*DATA SHOWN:*
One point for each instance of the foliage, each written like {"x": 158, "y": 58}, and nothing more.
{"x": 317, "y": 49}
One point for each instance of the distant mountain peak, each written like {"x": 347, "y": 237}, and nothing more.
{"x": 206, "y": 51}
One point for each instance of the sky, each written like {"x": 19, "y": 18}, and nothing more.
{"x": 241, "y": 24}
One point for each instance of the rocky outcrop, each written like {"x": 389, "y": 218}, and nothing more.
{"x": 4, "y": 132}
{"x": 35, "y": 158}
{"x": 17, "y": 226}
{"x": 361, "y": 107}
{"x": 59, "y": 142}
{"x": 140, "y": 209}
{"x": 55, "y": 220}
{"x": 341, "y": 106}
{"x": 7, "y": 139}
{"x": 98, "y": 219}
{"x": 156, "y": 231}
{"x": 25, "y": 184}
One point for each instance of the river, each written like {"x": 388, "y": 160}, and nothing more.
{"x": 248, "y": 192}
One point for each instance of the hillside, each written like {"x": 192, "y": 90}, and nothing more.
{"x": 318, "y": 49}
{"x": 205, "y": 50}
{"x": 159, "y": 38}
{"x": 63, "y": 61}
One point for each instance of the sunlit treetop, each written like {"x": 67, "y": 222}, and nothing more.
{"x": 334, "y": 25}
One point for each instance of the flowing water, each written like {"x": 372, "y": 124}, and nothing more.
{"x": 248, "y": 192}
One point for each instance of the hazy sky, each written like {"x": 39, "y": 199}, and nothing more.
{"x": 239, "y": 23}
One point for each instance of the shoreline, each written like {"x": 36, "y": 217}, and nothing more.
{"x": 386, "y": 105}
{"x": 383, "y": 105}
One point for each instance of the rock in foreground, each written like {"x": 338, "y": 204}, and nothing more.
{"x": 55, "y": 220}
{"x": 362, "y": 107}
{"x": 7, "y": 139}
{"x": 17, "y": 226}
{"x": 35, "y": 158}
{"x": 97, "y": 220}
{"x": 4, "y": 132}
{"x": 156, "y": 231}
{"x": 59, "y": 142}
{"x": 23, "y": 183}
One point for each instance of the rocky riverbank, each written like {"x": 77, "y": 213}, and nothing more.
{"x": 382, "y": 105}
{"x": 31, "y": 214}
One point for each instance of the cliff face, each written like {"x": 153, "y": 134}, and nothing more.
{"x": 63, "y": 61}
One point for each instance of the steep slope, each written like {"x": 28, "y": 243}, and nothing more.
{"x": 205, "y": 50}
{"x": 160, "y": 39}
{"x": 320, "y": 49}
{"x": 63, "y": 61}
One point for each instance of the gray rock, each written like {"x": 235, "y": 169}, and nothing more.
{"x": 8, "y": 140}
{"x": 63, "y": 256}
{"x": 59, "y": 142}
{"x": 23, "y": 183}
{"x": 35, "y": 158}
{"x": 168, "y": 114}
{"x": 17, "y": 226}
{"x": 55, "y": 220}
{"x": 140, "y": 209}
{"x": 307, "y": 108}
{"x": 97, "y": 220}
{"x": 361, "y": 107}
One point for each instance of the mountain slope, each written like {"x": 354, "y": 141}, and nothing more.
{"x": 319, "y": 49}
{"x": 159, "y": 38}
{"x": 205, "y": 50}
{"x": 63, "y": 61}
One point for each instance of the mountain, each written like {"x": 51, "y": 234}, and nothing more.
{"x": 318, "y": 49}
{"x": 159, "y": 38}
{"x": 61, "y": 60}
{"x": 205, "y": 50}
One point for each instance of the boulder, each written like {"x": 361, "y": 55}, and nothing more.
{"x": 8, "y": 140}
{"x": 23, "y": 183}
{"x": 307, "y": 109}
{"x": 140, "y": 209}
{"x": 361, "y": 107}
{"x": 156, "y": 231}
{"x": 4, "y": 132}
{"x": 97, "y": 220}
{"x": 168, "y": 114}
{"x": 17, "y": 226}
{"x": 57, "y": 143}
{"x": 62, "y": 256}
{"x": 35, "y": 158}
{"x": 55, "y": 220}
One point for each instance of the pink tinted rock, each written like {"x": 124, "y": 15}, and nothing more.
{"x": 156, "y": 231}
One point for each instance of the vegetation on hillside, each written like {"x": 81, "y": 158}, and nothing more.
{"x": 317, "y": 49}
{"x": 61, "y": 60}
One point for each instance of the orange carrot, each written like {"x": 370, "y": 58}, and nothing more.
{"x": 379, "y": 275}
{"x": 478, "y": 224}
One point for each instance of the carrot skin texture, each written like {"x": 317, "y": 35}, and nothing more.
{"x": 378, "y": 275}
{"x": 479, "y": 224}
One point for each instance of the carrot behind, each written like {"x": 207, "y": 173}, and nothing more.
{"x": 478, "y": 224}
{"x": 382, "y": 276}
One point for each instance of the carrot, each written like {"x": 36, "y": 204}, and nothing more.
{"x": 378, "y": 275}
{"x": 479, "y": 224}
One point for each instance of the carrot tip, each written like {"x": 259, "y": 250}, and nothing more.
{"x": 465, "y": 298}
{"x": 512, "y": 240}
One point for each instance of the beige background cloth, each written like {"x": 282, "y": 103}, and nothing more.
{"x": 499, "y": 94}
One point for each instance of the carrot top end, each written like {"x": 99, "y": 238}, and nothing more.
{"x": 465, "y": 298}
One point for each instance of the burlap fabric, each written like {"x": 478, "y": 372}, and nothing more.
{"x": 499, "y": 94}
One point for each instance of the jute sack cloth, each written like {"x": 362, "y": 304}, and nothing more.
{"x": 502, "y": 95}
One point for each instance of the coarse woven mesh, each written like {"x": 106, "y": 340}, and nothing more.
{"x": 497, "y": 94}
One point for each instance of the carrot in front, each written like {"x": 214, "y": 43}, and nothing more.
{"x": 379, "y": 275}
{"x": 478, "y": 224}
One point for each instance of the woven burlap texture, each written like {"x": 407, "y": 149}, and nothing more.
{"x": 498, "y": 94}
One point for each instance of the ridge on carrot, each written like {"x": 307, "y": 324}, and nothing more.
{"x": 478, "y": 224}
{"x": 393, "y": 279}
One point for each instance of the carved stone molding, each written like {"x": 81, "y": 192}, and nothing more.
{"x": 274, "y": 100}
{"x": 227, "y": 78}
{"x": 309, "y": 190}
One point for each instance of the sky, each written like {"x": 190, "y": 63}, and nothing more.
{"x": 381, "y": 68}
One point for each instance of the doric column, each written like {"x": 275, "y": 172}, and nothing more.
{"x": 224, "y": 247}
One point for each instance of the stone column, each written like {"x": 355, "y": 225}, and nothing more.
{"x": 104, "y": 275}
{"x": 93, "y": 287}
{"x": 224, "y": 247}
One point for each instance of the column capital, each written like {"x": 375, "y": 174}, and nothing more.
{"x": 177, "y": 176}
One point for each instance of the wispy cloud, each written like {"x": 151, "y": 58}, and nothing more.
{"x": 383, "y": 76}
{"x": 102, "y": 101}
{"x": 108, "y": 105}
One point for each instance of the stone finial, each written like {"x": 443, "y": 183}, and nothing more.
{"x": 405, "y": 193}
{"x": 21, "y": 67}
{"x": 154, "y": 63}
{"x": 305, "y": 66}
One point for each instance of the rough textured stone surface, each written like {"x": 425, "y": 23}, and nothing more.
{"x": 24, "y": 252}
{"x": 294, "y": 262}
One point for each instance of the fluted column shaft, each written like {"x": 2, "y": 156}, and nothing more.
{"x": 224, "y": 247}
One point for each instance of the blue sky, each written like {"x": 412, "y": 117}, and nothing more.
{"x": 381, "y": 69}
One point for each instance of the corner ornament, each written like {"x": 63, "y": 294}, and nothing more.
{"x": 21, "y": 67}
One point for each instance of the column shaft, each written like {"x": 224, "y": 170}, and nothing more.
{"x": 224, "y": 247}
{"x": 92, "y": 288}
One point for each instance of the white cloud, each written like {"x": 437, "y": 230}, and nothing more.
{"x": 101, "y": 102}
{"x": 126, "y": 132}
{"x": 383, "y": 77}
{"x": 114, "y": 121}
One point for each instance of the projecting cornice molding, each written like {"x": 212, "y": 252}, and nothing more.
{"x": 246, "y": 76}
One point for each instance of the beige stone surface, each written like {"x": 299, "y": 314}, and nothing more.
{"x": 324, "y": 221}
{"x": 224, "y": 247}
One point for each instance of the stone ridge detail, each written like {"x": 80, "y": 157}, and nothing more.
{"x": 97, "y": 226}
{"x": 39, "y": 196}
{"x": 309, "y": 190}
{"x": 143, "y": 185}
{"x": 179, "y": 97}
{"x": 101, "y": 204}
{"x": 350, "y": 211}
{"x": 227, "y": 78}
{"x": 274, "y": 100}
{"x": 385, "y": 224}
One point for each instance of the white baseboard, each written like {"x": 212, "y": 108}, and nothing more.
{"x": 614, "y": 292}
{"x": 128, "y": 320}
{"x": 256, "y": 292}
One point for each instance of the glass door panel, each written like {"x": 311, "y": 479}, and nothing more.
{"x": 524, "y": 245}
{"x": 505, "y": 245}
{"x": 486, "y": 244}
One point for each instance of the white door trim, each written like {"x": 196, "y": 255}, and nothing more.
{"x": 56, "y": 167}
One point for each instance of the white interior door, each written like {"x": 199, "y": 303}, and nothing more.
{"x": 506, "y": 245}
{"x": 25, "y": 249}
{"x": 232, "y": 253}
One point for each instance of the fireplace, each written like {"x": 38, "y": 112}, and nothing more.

*EXERCISE INSTRUCTIONS:* Rewrite the material from the line containing "One point for each instance of the white interior" through its end, replacing "fireplace" with "wood stove" and leaving everything else unchanged.

*FULL OUTPUT:*
One point for each instance of the white interior door, each written like {"x": 199, "y": 303}, and nothing more.
{"x": 506, "y": 245}
{"x": 25, "y": 249}
{"x": 232, "y": 253}
One point for each instance of the wood stove, each written like {"x": 38, "y": 112}, and nothing more.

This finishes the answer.